→ REQUIREMENTS
Print the following lines as they stand, from the line containing "the wet sand" through the line containing "column 832, row 87", both included.

* Begin THE INPUT *

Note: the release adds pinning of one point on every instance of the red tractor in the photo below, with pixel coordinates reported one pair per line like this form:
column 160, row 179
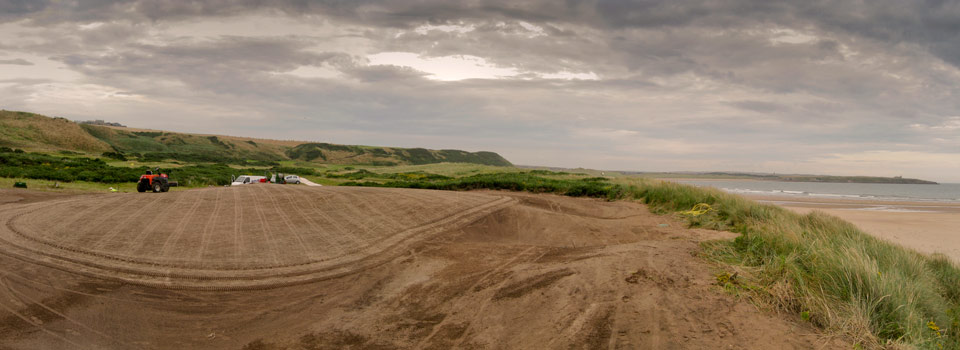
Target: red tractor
column 155, row 181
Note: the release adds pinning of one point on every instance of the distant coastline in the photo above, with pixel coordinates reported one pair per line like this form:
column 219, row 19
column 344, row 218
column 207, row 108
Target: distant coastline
column 787, row 178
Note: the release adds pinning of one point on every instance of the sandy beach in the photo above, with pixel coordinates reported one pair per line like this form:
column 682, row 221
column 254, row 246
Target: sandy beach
column 928, row 227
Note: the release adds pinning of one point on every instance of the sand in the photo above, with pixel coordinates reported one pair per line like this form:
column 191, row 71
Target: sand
column 413, row 269
column 928, row 227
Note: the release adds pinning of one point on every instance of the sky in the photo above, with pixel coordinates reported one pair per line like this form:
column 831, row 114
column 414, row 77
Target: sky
column 813, row 86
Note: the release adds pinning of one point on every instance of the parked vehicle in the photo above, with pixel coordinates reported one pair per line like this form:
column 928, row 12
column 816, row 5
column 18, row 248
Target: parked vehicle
column 154, row 180
column 248, row 179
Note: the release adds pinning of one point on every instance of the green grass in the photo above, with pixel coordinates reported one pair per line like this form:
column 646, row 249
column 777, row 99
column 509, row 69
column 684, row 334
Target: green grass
column 818, row 267
column 75, row 186
column 844, row 280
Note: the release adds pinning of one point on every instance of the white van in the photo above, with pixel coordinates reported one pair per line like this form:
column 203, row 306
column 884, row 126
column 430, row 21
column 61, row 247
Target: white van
column 248, row 179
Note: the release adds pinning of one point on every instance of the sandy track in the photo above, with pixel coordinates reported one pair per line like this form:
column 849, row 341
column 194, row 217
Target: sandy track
column 527, row 271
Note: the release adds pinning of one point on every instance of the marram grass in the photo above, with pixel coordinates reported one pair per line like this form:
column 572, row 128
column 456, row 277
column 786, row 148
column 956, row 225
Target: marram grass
column 819, row 267
column 825, row 269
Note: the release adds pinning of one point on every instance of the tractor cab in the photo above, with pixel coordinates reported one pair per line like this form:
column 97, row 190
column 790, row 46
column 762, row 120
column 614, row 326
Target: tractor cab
column 155, row 181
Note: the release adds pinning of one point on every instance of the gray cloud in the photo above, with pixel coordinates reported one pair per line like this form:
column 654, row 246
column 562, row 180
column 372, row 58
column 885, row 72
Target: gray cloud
column 750, row 85
column 17, row 62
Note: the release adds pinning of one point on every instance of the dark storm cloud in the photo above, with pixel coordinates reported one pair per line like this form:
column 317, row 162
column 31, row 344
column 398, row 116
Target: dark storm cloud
column 773, row 81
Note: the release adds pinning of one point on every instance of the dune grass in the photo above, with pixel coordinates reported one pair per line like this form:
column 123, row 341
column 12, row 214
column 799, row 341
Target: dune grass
column 825, row 269
column 816, row 266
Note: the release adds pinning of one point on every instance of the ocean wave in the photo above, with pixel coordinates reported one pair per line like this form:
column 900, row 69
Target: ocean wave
column 865, row 197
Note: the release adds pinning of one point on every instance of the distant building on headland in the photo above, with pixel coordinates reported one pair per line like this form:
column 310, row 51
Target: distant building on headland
column 101, row 122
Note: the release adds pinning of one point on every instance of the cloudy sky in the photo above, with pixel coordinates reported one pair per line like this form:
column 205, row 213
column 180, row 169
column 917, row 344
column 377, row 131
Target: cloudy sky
column 834, row 87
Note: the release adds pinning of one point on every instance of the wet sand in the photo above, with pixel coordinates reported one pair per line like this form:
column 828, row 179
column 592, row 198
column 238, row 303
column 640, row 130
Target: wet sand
column 928, row 227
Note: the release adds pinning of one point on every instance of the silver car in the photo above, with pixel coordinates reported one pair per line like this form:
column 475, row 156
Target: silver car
column 291, row 179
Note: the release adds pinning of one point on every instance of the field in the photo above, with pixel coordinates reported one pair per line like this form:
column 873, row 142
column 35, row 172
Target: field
column 292, row 267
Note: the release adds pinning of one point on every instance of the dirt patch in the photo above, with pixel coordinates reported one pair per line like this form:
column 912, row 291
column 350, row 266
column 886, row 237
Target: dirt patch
column 529, row 284
column 538, row 272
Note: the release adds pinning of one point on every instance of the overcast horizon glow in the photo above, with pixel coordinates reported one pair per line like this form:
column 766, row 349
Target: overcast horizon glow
column 832, row 87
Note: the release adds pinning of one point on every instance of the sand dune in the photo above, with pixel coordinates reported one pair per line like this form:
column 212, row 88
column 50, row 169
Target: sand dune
column 465, row 270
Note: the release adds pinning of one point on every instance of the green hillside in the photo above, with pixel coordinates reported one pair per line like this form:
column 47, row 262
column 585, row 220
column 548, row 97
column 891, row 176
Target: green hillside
column 34, row 132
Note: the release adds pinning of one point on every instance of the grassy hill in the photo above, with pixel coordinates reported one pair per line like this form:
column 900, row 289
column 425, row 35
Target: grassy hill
column 38, row 133
column 34, row 132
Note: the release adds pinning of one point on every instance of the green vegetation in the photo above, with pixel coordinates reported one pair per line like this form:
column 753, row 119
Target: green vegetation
column 816, row 266
column 842, row 278
column 24, row 165
column 383, row 156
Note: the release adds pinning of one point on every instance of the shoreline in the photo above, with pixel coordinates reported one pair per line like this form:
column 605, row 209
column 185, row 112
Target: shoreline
column 926, row 227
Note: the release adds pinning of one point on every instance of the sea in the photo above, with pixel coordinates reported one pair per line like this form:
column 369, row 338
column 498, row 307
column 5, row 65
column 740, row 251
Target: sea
column 948, row 192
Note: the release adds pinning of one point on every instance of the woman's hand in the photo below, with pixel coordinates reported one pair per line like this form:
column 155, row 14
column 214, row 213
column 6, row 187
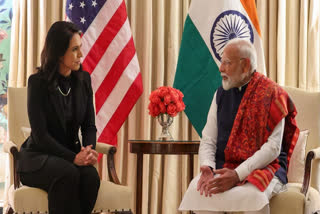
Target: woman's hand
column 87, row 156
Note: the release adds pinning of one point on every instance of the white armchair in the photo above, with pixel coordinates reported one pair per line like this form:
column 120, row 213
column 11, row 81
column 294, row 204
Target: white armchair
column 304, row 198
column 112, row 197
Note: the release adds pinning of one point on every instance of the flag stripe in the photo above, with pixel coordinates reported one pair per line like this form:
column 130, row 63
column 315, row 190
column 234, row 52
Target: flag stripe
column 114, row 74
column 117, row 94
column 126, row 104
column 110, row 56
column 200, row 79
column 250, row 7
column 105, row 38
column 96, row 27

* End THE INPUT *

→ THE RESULT
Note: the release adds pinning of one point on every instance of the wet sand in the photo above, with pixel coordinates reported one pair per line like this form:
column 828, row 179
column 592, row 198
column 238, row 303
column 640, row 130
Target: wet sand
column 928, row 227
Note: the release adds pinning of one point on every instance of the silver car in the photo above, with pixel coordinates reported one pair per line like this form:
column 475, row 156
Target: silver car
column 291, row 179
Note: the release adds pinning of one point on every instance of the field in the photo above, with pixel coordinates reported one pair per line like this form:
column 873, row 142
column 35, row 172
Target: field
column 292, row 267
Note: the release adds pinning of one point on every instance of the dirt patch in the photo above, with pixel coordinates reported one pair per line like this form:
column 912, row 291
column 350, row 266
column 886, row 237
Target: dirt patch
column 529, row 284
column 538, row 272
Note: the release adds pinning of one point on every instance of the overcast horizon glow in the photo above, with pixel coordinates reported one pair per line like this form:
column 766, row 349
Target: overcast horizon glow
column 832, row 87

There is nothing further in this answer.